◆ Data records
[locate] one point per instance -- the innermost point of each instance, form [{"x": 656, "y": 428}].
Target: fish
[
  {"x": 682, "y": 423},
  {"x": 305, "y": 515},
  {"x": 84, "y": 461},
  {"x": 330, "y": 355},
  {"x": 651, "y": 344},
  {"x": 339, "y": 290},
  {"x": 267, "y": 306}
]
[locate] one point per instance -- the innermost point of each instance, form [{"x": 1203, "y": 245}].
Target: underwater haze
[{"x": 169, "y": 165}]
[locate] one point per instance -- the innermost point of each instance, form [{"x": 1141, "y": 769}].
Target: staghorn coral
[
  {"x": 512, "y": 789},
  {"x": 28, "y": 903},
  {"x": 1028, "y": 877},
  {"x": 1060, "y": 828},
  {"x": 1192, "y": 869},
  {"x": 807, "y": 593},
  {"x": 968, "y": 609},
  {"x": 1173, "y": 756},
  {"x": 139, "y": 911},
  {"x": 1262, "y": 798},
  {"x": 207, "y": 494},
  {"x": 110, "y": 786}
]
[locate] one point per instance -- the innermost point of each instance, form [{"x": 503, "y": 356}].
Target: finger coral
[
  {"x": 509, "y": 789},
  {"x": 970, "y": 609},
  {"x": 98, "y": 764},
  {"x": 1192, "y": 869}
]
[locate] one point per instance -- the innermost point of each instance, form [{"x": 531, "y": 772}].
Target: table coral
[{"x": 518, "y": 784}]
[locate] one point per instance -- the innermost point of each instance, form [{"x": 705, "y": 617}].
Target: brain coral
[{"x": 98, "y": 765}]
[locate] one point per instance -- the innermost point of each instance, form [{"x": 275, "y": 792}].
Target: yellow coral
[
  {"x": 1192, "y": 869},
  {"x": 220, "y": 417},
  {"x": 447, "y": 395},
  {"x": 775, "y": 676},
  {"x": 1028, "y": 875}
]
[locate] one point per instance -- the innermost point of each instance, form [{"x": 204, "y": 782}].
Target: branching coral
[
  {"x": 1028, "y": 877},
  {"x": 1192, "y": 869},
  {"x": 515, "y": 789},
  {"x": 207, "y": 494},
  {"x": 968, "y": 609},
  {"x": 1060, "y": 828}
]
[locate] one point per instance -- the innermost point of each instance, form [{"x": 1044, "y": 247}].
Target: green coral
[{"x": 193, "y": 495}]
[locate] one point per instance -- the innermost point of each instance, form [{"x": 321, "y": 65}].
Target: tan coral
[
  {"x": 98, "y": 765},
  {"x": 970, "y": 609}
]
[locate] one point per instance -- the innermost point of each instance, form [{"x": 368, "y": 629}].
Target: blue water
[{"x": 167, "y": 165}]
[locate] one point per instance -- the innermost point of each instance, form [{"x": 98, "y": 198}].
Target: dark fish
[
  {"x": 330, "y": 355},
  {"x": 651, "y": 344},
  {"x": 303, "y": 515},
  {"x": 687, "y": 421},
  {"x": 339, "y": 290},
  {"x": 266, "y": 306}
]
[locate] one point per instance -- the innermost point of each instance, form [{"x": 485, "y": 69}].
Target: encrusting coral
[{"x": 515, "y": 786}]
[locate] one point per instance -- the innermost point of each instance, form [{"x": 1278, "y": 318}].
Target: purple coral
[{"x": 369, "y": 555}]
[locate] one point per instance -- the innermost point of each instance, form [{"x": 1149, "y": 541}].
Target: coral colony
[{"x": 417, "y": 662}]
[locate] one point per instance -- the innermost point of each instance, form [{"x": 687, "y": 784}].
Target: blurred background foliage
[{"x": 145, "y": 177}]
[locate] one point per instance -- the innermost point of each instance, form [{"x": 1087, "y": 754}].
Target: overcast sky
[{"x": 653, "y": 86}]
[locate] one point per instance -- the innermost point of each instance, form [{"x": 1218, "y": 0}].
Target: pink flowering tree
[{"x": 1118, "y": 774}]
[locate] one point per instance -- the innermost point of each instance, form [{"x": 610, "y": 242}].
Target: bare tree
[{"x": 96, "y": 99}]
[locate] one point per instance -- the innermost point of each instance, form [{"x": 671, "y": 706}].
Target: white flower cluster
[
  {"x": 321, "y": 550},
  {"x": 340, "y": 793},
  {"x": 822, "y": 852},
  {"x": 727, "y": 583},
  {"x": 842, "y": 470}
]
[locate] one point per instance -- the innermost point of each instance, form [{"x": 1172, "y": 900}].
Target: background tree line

◆ Written instruction
Return the entries above exactly as they appear.

◆ Solution to the exercise
[locate] one point per instance -- the innermost point of each instance, form [{"x": 656, "y": 428}].
Target: fish
[
  {"x": 682, "y": 423},
  {"x": 305, "y": 515},
  {"x": 84, "y": 461},
  {"x": 330, "y": 355},
  {"x": 651, "y": 344},
  {"x": 339, "y": 290},
  {"x": 267, "y": 306}
]
[locate] one point per instance -- the innermost point of each instance, form [{"x": 1203, "y": 245}].
Target: underwater haze
[{"x": 169, "y": 165}]
[locate] one point per instance -- the innermost point of each instance, form [{"x": 1141, "y": 769}].
Target: staghorn coral
[
  {"x": 512, "y": 789},
  {"x": 28, "y": 903},
  {"x": 1028, "y": 877},
  {"x": 1060, "y": 828},
  {"x": 1192, "y": 869},
  {"x": 807, "y": 593},
  {"x": 968, "y": 609},
  {"x": 1173, "y": 756},
  {"x": 139, "y": 911},
  {"x": 1262, "y": 798},
  {"x": 207, "y": 494},
  {"x": 110, "y": 786}
]
[locate] one point per instance -- the innermost point of each instance, form [{"x": 503, "y": 356}].
Target: finger coral
[
  {"x": 509, "y": 789},
  {"x": 970, "y": 609},
  {"x": 98, "y": 764},
  {"x": 1192, "y": 869}
]
[locate] one point per instance -- the innermost point of each instance, form [{"x": 531, "y": 772}].
Target: table coral
[{"x": 518, "y": 784}]
[locate] one point per instance -- the innermost point of each instance, form [{"x": 705, "y": 617}].
Target: brain coral
[{"x": 98, "y": 765}]
[locate] one point per instance -- the innermost point of each instance, form [{"x": 275, "y": 792}].
Target: yellow coral
[
  {"x": 1192, "y": 869},
  {"x": 220, "y": 417},
  {"x": 447, "y": 395},
  {"x": 775, "y": 676},
  {"x": 1028, "y": 875}
]
[locate] one point per instance -- the innermost point of each instance, form [{"x": 204, "y": 782}].
Target: branching coral
[
  {"x": 1028, "y": 877},
  {"x": 1192, "y": 869},
  {"x": 515, "y": 789},
  {"x": 207, "y": 494},
  {"x": 968, "y": 609},
  {"x": 1060, "y": 828}
]
[locate] one point per instance -- the innermost point of each instance, form [{"x": 1044, "y": 247}].
Target: green coral
[{"x": 193, "y": 495}]
[locate] one point per instance -- the innermost point of each instance, form [{"x": 321, "y": 65}].
Target: tan coral
[
  {"x": 98, "y": 765},
  {"x": 970, "y": 609}
]
[locate] one point per instance -- the innermost point of each instance, form [{"x": 368, "y": 629}].
Target: blue water
[{"x": 167, "y": 165}]
[locate] one point per instance -- the innermost point of each instance, form [{"x": 98, "y": 198}].
Target: dark fish
[
  {"x": 330, "y": 355},
  {"x": 651, "y": 344},
  {"x": 303, "y": 515},
  {"x": 687, "y": 421},
  {"x": 339, "y": 290},
  {"x": 266, "y": 306}
]
[locate] one point per instance -- the innermost point of each instance, form [{"x": 485, "y": 69}].
Target: encrusting coral
[{"x": 515, "y": 786}]
[locate] one point per instance -- the innermost point of each instance, form [{"x": 1278, "y": 318}].
Target: purple coral
[{"x": 369, "y": 555}]
[locate] one point per instance -- the innermost point of each instance, form [{"x": 1149, "y": 541}].
Target: coral colony
[{"x": 417, "y": 662}]
[locate] one point per instance -- the innermost point of each instance, form [{"x": 687, "y": 784}].
Target: blurred background foliage
[{"x": 145, "y": 177}]
[locate] one point per instance -- the innermost point of each instance, form [{"x": 1087, "y": 754}].
Target: overcast sky
[{"x": 653, "y": 86}]
[locate] one point per instance -- the innermost point of each instance, form [{"x": 1218, "y": 0}].
Target: pink flowering tree
[{"x": 1118, "y": 774}]
[locate] one point per instance -- the innermost point of each instance, form [{"x": 610, "y": 242}].
Target: bare tree
[{"x": 96, "y": 99}]
[locate] one point per instance -- the innermost point of each instance, form [{"x": 671, "y": 706}].
Target: white flower cluster
[
  {"x": 321, "y": 550},
  {"x": 340, "y": 793},
  {"x": 822, "y": 852},
  {"x": 727, "y": 583},
  {"x": 842, "y": 470}
]
[locate] one point per instance -- the innermost point of each instance, form [{"x": 1172, "y": 900}].
Target: background tree line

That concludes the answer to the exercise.